> [Source text]:

* * * * *

# Permanent TSB 5.89% AER 20 month term account



## GeneralZod (4 Jul 2008)

They [broken link removed] this last week before the ECB increase. It is for balances above €10k.  Press story.


----------



## hoopman (4 Jul 2008)

I was reading about that earlier, Has anyone any opinion of this account, they would like to share.

I was thinking of putting my savings into it as the rate is better than what I'm getting at moment.

It says on the web site that additioanl lodgements are not allowed and the minimum balance is €10,000, and that account interest is accrued daily and paid to the account on maturity 

Just wondering though; is there a penalty if you make a withdrawal but still keep at least €10,000 in the account


----------



## ClubMan (4 Jul 2008)

Are _PTSB _like _FA _in not putting their account terms & conditions online for easy access?!


----------



## GeneralZod (4 Jul 2008)

hoopman said:


> Just wondering though; is there a penalty if you make a withdrawal but still keep at least €10,000 in the account



Near the bottom it says



> Fixed Rate customers receive an account opening letter, stating the amount invested, the term, the rate and the total investment (including credit interest) at maturity



and a bit further down



> If withdrawals are made without giving sufficient notice (notice accounts) or before maturity (fixed accounts), early withdrawal charges will apply.



So it sounds like it's effectively fire and forget for 20 months.


----------



## Mercantilist (4 Jul 2008)

> 10% gross rate (5.89% AER Fixed)
> Minimum balance of €10,000
> 20 Month period
> There is no restriction on the maximum lodgement
> ...


 
[broken link removed]

Can someone explain how 10% gross rate equates to 5.89% AER?
It doesnt sound right to me.


----------



## GeneralZod (4 Jul 2008)

It's 10% over _20 months_ and 5.89% over any 12 month period of that 20 months. All interest paid at end, early withdrawal penalties apply.

Here's the maths.

10% = [1.0589^(20/12) - 1] * 100%


----------



## pepperds (4 Jul 2008)

anyone know of a calculator that can show potential returns after 20 months for a specific amount invested?


----------



## GeneralZod (4 Jul 2008)

It's really quite simple.

The net return (after DIRT) at the end of 20 months is 8% of the amount invested. DIRT takes away a fifth of the gross return.

e.g. €10,000 put in gets you €800 in interest after DIRT at maturity.
      €20,000 returns €1,600 etc.

No additional lodgements are allowed so it's a straightforward calculation.

* * * * *

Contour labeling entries

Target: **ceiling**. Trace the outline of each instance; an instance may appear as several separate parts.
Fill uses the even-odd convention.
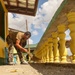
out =
[[[4,0],[8,12],[35,16],[38,0]]]
[[[75,11],[75,0],[64,0],[49,23],[45,33],[37,45],[37,48],[41,47],[41,45],[43,45],[43,43],[52,36],[51,33],[57,32],[58,25],[65,24],[67,28],[67,14],[71,11]],[[69,41],[67,41],[66,46],[69,47]]]

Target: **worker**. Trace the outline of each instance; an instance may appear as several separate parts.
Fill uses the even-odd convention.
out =
[[[21,64],[25,64],[22,52],[26,52],[31,58],[33,55],[25,49],[25,45],[27,43],[27,40],[31,37],[31,33],[29,31],[22,33],[22,32],[10,32],[9,35],[7,35],[6,41],[8,44],[8,57],[9,57],[9,64],[12,64],[13,62],[13,46],[15,47]]]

* * * * *

> [Written request]: Carry on with the forum thread about the Permanent TSB 20-month fixed account, picking up after its final post. The entries are separate from the thread and stand apart from it.

> [Reply]:
To compare with other products it's best to look at the AER figure.


----------



## frankmac (4 Jul 2008)

Am I right or wrong in thinking that with interest rates likely to increase again, that a fixed term of a shorter period i.e. Anglo Irish 5.35% over 6 months, would be a better idea that for example PTSB's 20 month period?


----------



## GeneralZod (4 Jul 2008)

As far as I understand it if you believe rates will go up again you need to very carefully weigh whether putting your money into a 20 month fixed rate is the best thing to do. Neither Anglo or Rabo have passed on the latest ECB rise. Assuming they do that and then in another 3 months or so pass on another rise if it happens and if they pass on the full rise on each occasion they'll be at or just above the AER of this product.  That's a couple of ifs. I'm inclined to wait a few weeks to see what happens.


----------



## hoopman (4 Jul 2008)

Thanks for the info GeneralZod, 

I think a mixture of bad eyesight and lack of banking knowledge led to me not seeing all the small print.

Maybe i will hold off a bit longer, before committing to fixed.


----------



## declanh (26 Oct 2008)

Was in a branch recently, and this product is no longer on offer - apparently it was withdrawn on October 10th 2008.


----------



## GeneralZod (26 Oct 2008)

Could be wrong, but I thought it was still listed on their web site more recently than that. Deleted from the fixed term list.


----------



## roker (29 Oct 2008)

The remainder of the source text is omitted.